Rewrite every line from the one containing "mark: yellow stake" up to and including the last line of the entries, requests included. Rescale each x and y coordinate in the answers by multiplying it by 0.85 and rounding to a whole number, halves up, and leave the requests and their sample coordinates unchanged.

EXTRACTED MATERIAL >>
☆ ☆ ☆
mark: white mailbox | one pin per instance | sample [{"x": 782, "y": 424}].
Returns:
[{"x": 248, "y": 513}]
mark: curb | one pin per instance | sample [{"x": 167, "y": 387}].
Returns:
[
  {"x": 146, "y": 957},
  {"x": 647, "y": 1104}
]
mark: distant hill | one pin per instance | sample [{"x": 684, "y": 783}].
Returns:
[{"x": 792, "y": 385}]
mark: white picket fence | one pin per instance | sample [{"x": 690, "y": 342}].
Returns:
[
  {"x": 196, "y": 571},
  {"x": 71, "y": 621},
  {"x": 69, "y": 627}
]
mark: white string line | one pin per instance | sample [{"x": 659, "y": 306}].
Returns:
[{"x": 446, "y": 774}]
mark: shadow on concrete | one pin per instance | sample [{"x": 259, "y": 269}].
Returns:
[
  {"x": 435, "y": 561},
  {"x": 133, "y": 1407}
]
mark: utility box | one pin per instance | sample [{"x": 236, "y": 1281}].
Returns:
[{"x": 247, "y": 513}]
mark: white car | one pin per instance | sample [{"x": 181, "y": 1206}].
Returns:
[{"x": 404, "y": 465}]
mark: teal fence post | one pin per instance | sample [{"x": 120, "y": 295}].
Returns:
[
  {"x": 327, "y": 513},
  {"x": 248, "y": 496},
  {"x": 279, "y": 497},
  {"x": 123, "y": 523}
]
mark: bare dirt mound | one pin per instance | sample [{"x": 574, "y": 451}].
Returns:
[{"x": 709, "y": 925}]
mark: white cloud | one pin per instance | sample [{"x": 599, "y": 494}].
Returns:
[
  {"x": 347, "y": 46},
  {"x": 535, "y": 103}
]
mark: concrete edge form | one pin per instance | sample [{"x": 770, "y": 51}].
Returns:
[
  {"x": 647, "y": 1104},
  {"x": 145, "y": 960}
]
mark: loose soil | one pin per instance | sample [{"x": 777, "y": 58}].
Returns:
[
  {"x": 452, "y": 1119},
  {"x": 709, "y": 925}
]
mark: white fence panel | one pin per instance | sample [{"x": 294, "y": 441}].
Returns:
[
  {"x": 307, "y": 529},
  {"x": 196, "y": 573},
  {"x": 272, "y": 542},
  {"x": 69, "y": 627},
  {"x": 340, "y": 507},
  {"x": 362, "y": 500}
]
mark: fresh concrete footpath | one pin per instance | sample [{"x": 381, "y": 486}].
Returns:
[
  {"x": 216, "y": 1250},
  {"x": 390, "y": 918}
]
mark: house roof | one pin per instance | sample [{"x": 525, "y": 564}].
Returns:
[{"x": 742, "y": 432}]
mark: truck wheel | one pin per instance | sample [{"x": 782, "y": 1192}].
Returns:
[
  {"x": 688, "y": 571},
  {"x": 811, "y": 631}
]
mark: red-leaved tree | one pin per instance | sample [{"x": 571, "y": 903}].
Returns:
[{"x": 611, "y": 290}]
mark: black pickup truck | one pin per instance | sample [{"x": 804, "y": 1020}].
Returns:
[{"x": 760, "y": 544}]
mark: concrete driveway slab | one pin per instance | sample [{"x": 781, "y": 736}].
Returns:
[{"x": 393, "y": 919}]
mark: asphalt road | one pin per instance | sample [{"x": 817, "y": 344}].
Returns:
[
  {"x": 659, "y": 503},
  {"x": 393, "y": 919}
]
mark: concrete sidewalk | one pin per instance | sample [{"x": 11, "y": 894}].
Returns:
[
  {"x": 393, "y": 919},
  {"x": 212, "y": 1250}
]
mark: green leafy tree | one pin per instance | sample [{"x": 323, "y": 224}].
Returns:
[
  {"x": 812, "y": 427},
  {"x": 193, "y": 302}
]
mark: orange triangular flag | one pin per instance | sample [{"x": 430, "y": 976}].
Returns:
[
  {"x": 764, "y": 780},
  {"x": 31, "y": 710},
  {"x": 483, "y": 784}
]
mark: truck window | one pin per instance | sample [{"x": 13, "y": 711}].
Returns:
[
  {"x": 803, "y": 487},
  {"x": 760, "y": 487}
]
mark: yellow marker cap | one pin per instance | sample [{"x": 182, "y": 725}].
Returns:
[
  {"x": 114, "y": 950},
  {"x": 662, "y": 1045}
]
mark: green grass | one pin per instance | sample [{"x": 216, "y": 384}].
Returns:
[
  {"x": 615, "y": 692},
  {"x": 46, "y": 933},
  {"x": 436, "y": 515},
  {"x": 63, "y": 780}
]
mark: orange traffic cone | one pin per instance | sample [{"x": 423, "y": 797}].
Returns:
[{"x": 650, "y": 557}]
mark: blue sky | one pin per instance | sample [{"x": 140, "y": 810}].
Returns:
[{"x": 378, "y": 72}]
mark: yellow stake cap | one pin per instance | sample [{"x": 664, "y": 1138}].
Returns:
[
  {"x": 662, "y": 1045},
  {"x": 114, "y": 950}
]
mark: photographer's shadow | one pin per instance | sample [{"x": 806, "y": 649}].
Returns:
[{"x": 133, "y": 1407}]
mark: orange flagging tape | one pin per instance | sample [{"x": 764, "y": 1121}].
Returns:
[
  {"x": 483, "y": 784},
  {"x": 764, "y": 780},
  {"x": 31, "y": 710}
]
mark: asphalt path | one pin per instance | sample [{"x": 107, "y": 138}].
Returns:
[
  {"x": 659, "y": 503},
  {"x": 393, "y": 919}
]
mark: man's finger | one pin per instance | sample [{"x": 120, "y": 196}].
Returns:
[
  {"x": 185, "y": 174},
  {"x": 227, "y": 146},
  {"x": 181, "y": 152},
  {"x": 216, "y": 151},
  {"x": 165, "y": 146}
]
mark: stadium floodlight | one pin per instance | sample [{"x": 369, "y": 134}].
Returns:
☆ ☆ ☆
ANSWER TO THIS TASK >>
mark: yellow stake cap | one pin per instance | sample [{"x": 664, "y": 1138}].
Returns:
[
  {"x": 563, "y": 888},
  {"x": 97, "y": 808}
]
mark: photographer's shadow | one pin per instance | sample [{"x": 806, "y": 649}].
Returns:
[{"x": 113, "y": 1196}]
mark: orange flagging tape | one pin per instance | sample [{"x": 764, "y": 1121}].
Returns:
[
  {"x": 411, "y": 666},
  {"x": 649, "y": 663},
  {"x": 26, "y": 604}
]
mark: asphalt path | one pin per instance | sample [{"x": 107, "y": 138}].
Returns:
[
  {"x": 560, "y": 428},
  {"x": 334, "y": 781}
]
mark: man's finger | one pin per instance | sample [{"x": 120, "y": 196}].
Returns:
[
  {"x": 157, "y": 148},
  {"x": 193, "y": 124},
  {"x": 154, "y": 129},
  {"x": 184, "y": 128},
  {"x": 140, "y": 124}
]
mark: stadium floodlight | one pin per instance | sample [{"x": 369, "y": 134}].
Returns:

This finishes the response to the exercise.